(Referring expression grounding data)
---
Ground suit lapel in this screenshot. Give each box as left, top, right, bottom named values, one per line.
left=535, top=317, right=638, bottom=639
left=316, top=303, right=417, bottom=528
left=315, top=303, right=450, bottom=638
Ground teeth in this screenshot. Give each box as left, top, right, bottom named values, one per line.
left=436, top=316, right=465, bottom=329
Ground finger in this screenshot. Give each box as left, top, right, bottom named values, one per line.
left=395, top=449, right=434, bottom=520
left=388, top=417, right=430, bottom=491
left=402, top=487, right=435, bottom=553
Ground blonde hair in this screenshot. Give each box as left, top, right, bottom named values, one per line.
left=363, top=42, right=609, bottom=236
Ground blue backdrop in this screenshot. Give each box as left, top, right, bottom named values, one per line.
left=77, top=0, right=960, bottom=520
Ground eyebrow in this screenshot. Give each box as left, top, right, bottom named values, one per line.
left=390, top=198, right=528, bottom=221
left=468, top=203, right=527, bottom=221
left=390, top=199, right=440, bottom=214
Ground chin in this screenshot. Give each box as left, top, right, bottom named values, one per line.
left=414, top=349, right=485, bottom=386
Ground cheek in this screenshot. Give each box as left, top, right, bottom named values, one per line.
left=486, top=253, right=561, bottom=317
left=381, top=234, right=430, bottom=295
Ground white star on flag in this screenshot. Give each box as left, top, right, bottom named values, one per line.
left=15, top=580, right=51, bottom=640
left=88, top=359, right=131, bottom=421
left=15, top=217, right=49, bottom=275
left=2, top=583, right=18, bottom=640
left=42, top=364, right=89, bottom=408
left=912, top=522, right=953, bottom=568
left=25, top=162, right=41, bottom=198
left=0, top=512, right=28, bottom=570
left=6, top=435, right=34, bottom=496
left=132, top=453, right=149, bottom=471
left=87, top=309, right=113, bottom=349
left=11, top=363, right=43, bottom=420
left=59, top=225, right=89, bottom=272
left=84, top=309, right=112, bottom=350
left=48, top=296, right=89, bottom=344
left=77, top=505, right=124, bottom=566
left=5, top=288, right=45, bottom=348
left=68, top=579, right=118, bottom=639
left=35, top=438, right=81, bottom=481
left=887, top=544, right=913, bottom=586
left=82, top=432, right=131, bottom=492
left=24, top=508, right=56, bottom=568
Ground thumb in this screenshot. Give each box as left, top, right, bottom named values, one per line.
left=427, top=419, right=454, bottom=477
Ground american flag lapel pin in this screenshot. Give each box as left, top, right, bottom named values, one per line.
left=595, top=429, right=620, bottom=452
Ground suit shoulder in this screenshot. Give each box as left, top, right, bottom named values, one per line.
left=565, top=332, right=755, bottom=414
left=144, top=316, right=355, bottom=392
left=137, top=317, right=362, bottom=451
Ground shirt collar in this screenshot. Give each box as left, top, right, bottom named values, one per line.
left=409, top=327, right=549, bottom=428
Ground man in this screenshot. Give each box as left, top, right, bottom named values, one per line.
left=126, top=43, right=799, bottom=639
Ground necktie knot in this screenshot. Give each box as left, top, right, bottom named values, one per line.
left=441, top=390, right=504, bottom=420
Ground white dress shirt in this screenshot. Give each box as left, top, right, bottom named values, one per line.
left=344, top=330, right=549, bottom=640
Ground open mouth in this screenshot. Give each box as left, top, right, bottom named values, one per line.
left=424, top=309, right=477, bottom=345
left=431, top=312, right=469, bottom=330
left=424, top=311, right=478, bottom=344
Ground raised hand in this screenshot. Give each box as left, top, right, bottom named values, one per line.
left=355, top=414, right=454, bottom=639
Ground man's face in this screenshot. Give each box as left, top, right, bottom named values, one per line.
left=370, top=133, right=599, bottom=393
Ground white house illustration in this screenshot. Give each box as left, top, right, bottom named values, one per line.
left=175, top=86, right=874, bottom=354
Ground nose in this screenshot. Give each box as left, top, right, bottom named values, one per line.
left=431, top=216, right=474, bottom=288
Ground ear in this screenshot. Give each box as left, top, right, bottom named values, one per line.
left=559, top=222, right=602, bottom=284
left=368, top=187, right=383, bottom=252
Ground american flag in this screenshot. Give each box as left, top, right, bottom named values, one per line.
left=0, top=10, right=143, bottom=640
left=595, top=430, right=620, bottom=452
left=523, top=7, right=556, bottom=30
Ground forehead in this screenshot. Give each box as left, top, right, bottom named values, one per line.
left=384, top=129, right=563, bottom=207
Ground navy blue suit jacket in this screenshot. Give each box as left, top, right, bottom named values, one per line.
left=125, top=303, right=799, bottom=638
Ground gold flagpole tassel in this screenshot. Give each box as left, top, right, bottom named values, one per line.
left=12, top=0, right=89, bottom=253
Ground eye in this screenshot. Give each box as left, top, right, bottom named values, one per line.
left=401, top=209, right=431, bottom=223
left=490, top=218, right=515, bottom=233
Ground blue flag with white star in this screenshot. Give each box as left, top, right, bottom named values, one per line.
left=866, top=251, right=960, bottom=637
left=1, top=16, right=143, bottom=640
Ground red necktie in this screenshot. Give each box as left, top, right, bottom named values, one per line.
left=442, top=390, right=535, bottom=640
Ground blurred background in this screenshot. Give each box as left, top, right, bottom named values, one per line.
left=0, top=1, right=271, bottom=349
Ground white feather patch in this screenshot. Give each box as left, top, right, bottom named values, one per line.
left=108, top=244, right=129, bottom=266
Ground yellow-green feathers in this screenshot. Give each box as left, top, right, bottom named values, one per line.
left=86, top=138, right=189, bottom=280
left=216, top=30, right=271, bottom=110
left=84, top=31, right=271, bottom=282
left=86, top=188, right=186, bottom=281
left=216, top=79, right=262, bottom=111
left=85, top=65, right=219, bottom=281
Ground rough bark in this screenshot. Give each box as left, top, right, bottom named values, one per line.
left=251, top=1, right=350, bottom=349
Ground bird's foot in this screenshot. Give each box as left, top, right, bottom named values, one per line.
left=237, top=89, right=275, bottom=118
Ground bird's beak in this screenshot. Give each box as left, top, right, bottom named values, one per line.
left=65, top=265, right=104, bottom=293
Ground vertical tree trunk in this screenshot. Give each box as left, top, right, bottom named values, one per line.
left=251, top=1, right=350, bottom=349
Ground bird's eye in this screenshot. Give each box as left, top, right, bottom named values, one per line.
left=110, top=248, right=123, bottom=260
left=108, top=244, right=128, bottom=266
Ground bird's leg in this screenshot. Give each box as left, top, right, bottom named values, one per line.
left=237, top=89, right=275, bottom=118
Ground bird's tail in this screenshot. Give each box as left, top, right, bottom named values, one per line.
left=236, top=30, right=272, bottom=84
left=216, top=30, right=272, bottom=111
---
*TASK DESCRIPTION:* The entries above should be set down again exactly as they appear.

*SOLUTION FOR THIS PROBLEM:*
Ground suit lapel in this screenshot. Give each box as left, top, right, bottom named values, one per line.
left=535, top=317, right=638, bottom=639
left=316, top=303, right=417, bottom=528
left=315, top=303, right=450, bottom=638
Ground teeth in this screenshot. Give each box as left, top, right, bottom named values, one per line.
left=436, top=316, right=465, bottom=329
Ground finger in this screenshot. Give each box as left, top, right, bottom named values, one per line.
left=395, top=449, right=434, bottom=520
left=388, top=417, right=430, bottom=491
left=402, top=487, right=435, bottom=553
Ground blonde hair in this screenshot. Give each box as left, top, right, bottom named values, one per line.
left=363, top=42, right=609, bottom=236
Ground blue backdrop in this screenshot. Give each box as left, top, right, bottom named values, one per line.
left=77, top=0, right=960, bottom=520
Ground eyebrow in this screenshot. Give each box as left, top, right, bottom named values, one per line.
left=390, top=198, right=528, bottom=221
left=468, top=203, right=527, bottom=221
left=390, top=199, right=440, bottom=214
Ground chin in this screenshot. Give each box as left, top, right, bottom named values, one per line.
left=414, top=349, right=485, bottom=386
Ground cheek in this screenshot. Give each box as left, top, right, bottom named values, one per line.
left=486, top=253, right=561, bottom=317
left=381, top=234, right=430, bottom=295
Ground white star on flag in this screenshot. Give each box as left, top, right, bottom named values, one per line.
left=15, top=580, right=51, bottom=640
left=88, top=359, right=131, bottom=421
left=15, top=217, right=49, bottom=275
left=2, top=583, right=18, bottom=640
left=42, top=364, right=89, bottom=408
left=912, top=522, right=953, bottom=568
left=25, top=162, right=41, bottom=198
left=0, top=512, right=28, bottom=570
left=6, top=435, right=34, bottom=496
left=132, top=453, right=149, bottom=471
left=87, top=309, right=113, bottom=349
left=11, top=363, right=43, bottom=420
left=59, top=225, right=89, bottom=272
left=84, top=309, right=112, bottom=350
left=48, top=296, right=89, bottom=344
left=77, top=505, right=124, bottom=566
left=5, top=288, right=45, bottom=348
left=68, top=579, right=118, bottom=639
left=35, top=438, right=81, bottom=481
left=887, top=544, right=913, bottom=586
left=82, top=432, right=131, bottom=492
left=24, top=508, right=56, bottom=568
Ground thumb in this screenshot. Give each box as left, top, right, bottom named values, one per line.
left=427, top=419, right=454, bottom=477
Ground american flag lapel pin in this screenshot. Give each box as left, top, right, bottom named values, one per line.
left=595, top=429, right=620, bottom=452
Ground suit shoulder in this screenshot. Give each box as left, top, right, bottom named values, one per line.
left=565, top=332, right=755, bottom=414
left=144, top=316, right=355, bottom=392
left=137, top=317, right=362, bottom=451
Ground shirt collar in this screenshot. Give each box as left, top, right, bottom named values, one per line.
left=409, top=327, right=549, bottom=428
Ground man in this screenshot. Give each box as left, top, right, bottom named values, one per line.
left=126, top=43, right=799, bottom=639
Ground necktie knot in this screenshot. Give each box as left, top, right, bottom named values, one per line.
left=441, top=390, right=504, bottom=420
Ground white dress shirt in this screenshot. Give each box as left, top, right, bottom named values, one per line.
left=344, top=330, right=549, bottom=640
Ground open mouth in this screenshot. Give each box as left, top, right, bottom named values, one per line.
left=424, top=309, right=477, bottom=345
left=431, top=312, right=469, bottom=330
left=424, top=311, right=478, bottom=344
Ground raised hand in this screenshot. Give each box as left, top, right, bottom named values, one per line.
left=355, top=414, right=454, bottom=639
Ground man's face in this screenshot. Give each box as left, top, right, bottom named values, one per line.
left=370, top=133, right=599, bottom=393
Ground white house illustration in this screenshot. Give each box as left, top, right, bottom named values, one per line.
left=175, top=86, right=874, bottom=354
Ground nose in this screenshot. Give each box as left, top, right, bottom named values, one per line.
left=431, top=216, right=474, bottom=288
Ground ear in this screenshot. Give each box as left, top, right, bottom named values, one per line.
left=559, top=222, right=602, bottom=284
left=368, top=187, right=383, bottom=252
Ground american flag in this screenshot. Give each box as left, top, right, bottom named values, one per line.
left=0, top=10, right=143, bottom=640
left=595, top=430, right=620, bottom=452
left=523, top=7, right=556, bottom=30
Ground forehead in this screenshot. Give each box as left, top, right, bottom named values, one per line.
left=384, top=129, right=563, bottom=207
Ground navy blue suit jacket in this screenshot. Give each box as left, top, right, bottom named values, one per line.
left=125, top=303, right=799, bottom=638
Ground gold flagpole tassel in this screenshot. Give each box as left, top, right, bottom named values, one per line.
left=12, top=0, right=89, bottom=253
Ground eye in this screenshot. Give each box as left, top, right, bottom named values, one per line.
left=401, top=209, right=431, bottom=223
left=490, top=218, right=515, bottom=233
Ground blue flag with white star in this screenshot. Give each box as left, top, right, bottom named values, one per line.
left=866, top=251, right=960, bottom=637
left=1, top=16, right=143, bottom=640
Ground red necktie in this screenshot. Give each box as left, top, right, bottom named values, one per line.
left=442, top=390, right=535, bottom=640
Ground blurred background in this screenshot. Give each box as left, top, right, bottom named values, one per line.
left=0, top=1, right=271, bottom=349
Ground white feather patch in this screenshot. Give each box as left, top, right, bottom named values, one per line.
left=108, top=244, right=129, bottom=266
Ground yellow-green feathers in this screenshot. Give each box as left, top, right, bottom named values, one per line.
left=86, top=138, right=189, bottom=280
left=216, top=30, right=271, bottom=110
left=84, top=31, right=271, bottom=282
left=86, top=188, right=186, bottom=281
left=216, top=79, right=262, bottom=111
left=85, top=65, right=219, bottom=281
Ground rough bark in this screenshot. Give each box as left, top, right, bottom named values, one per line.
left=251, top=1, right=350, bottom=349
Ground bird's foot in this screenshot. Give each box as left, top, right, bottom named values, one per line.
left=237, top=89, right=275, bottom=118
Ground bird's beak in this screenshot. Give each box as left, top, right, bottom named values, one per line.
left=65, top=265, right=104, bottom=293
Ground vertical tree trunk in this screenshot. Give each box as left, top, right, bottom named values, one per line.
left=251, top=1, right=350, bottom=349
Ground bird's eye in this screenshot. Give each box as left, top, right, bottom named values, one per line.
left=110, top=248, right=123, bottom=260
left=108, top=244, right=128, bottom=266
Ground bird's leg in this screenshot. Give each box as left, top, right, bottom named values, one per line.
left=237, top=89, right=275, bottom=118
Ground bird's tail in this screenshot. Give each box as left, top, right, bottom named values, one per line.
left=236, top=30, right=272, bottom=84
left=216, top=30, right=272, bottom=111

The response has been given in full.